DATA EXCERPTS:
- - -

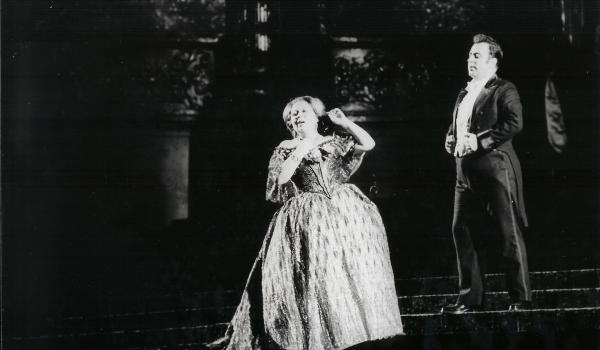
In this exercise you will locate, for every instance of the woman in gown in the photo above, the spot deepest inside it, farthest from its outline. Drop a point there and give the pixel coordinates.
(323, 278)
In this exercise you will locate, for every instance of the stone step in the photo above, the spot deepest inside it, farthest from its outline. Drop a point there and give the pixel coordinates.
(567, 279)
(497, 301)
(553, 322)
(535, 320)
(190, 337)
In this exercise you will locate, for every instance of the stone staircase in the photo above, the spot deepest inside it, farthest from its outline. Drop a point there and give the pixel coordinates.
(565, 303)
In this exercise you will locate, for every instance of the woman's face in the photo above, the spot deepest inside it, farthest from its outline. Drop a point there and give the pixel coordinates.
(303, 118)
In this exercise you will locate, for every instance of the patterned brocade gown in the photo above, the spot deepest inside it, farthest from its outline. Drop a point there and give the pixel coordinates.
(323, 278)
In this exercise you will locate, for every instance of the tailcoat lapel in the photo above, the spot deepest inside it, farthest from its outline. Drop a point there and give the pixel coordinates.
(483, 96)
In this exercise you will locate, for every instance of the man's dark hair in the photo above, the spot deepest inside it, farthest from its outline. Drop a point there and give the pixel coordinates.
(495, 49)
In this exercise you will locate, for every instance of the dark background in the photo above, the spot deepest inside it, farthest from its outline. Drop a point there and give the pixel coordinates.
(107, 107)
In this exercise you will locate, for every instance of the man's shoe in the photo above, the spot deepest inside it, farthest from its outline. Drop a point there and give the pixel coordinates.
(459, 309)
(519, 306)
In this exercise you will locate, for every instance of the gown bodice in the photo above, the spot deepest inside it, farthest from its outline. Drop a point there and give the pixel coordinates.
(321, 171)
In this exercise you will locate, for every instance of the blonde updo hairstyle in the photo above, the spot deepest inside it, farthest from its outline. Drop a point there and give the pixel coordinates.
(324, 126)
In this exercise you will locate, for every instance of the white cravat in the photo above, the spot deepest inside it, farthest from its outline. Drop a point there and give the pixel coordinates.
(465, 110)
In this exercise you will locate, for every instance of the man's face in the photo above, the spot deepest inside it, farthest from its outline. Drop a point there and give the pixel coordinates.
(479, 63)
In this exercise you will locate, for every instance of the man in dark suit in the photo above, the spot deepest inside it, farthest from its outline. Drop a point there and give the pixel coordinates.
(486, 117)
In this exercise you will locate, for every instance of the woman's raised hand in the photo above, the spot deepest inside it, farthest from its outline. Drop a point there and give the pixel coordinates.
(338, 117)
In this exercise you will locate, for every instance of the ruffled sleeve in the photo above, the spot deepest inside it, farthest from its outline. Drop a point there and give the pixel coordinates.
(350, 160)
(279, 193)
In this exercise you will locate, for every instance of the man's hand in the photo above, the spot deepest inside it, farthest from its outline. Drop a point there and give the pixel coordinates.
(466, 145)
(450, 143)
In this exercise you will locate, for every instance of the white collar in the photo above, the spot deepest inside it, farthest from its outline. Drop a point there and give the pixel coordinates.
(478, 84)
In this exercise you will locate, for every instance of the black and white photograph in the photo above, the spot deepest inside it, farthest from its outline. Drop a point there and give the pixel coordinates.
(300, 175)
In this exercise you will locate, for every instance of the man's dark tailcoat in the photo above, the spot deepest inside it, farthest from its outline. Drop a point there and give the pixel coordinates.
(490, 181)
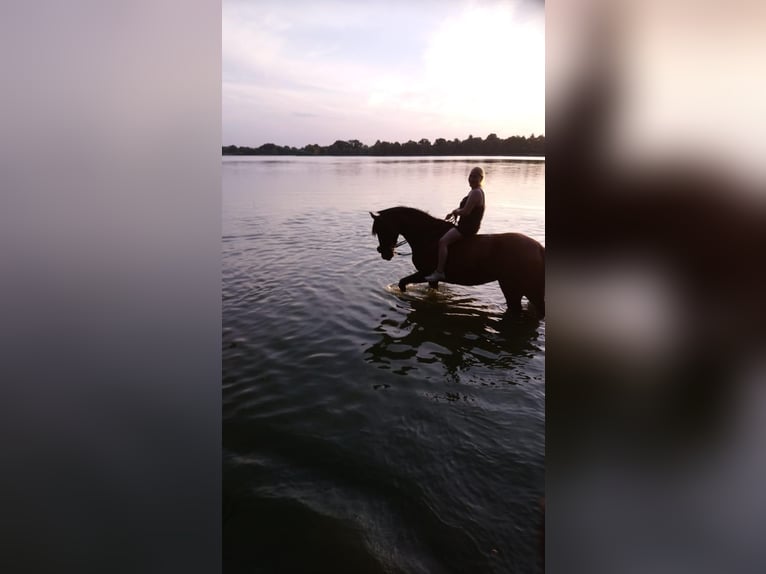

- - -

Reproduce everything above exactly, images excluded.

RESULT FOR THIS TASK:
In this exercise you will locate, for every instance of the woman in gown in the photo above, the spot deepest inside it, farthest from its outline. Drop a point there and give the pixel coordinates.
(323, 278)
In this exercise you will locate, for every instance of the stone step in the photo above, the spot deepest inside it, farthest from its outline. Drop a point there and give the pixel coordinates.
(567, 279)
(497, 301)
(553, 322)
(535, 320)
(190, 337)
In this exercise you will locate, for every instance of the stone staircase in the photo above, the spot deepest inside it, farthest from its outline. Drop a point there and give the pixel coordinates.
(565, 303)
In this exercise you will locate, for every instance of the woman's face in the photo above, the spot deepest inside it, farthest from its outline. Drop a point there and give the pixel coordinates.
(303, 118)
In this exercise you will locate, for every instance of the patterned brocade gown in the photo above, the spot deepest inside it, farthest from its outline. Drop a point there and give the pixel coordinates.
(323, 278)
In this exercise you will locate, for every instance of the tailcoat lapel in the photo above, the spot deepest inside it, farthest from its outline. Drop a point there and give the pixel coordinates.
(483, 96)
In this exercise you will locate, for every instance of the man's dark hair in the photo above, the spot deepest inside it, farthest from its outline. Drop a point there and give the pixel coordinates.
(495, 49)
In this exercise you will locate, for every instance of the dark background in the photo above, the spot deepest inside it, farthest from its outline. Drop a point there and give the pixel coordinates.
(107, 107)
In this exercise you will locate, for every instance of the man's shoe in the photo above, the spot deepest inside it, farthest from its outline. Drop a point there and give the pixel coordinates.
(459, 309)
(519, 306)
In this exercise you will locate, for every instance of the gown bodice in the photo above, the spot deepest inside it, farthest from its outline. Drop a point there and give the pixel coordinates.
(321, 171)
In this exercise you will locate, for every instance of the blonde updo hairstyle in the photo above, the spot deepest inside it, farthest from its outline. Drop a point there and give the pixel coordinates.
(324, 126)
In this exercise you will locate, for every instance of the white cravat in the photo above, the spot deepest inside it, farthest from its outline. Drop a point there and give the pixel coordinates.
(465, 110)
In this exercise you will locate, for every instance of the man's face in the photo above, the spot deepest inside it, farthest from its outline. Drop a point there and give the pixel coordinates.
(479, 63)
In this exercise you will locate, for every instance of the man in dark suit in the photo above, the spot deepest inside it, farthest from its outline. Drop a point there and give the pixel coordinates.
(486, 117)
In this exercise you will locate, for every instance of the woman's raised hand in the photo above, the spot deepest inside it, farthest from its outline. Drop a point there and give the pixel coordinates.
(338, 117)
In this exercise you will locate, for every instance of the ruffled sleeve in the photo above, the spot deepest inside it, farthest from its outline. Drop a point there and give the pixel coordinates.
(350, 160)
(279, 193)
In this exercise you will locate, for every instance of the man's hand in the photo above, the spot deepest inside it, farthest from its outline. Drop a point there and give the pixel coordinates.
(466, 145)
(450, 143)
In this exercise you will locate, for every instance of the white collar in the photo above, the spot deepest inside it, farthest from its outline. Drop a point there and give the pixel coordinates.
(478, 84)
In this exercise you will locate, for every instance of the black and white photograph in the photo above, the spot deepest inside it, farthest from its outline. Drop a point there and give the pixel coordinates.
(300, 175)
In this exercise you will locate, for every instance of the man's dark tailcoat in the photo above, the spot deepest inside it, farthest from its outline. Drop a point there and give the pixel coordinates.
(490, 181)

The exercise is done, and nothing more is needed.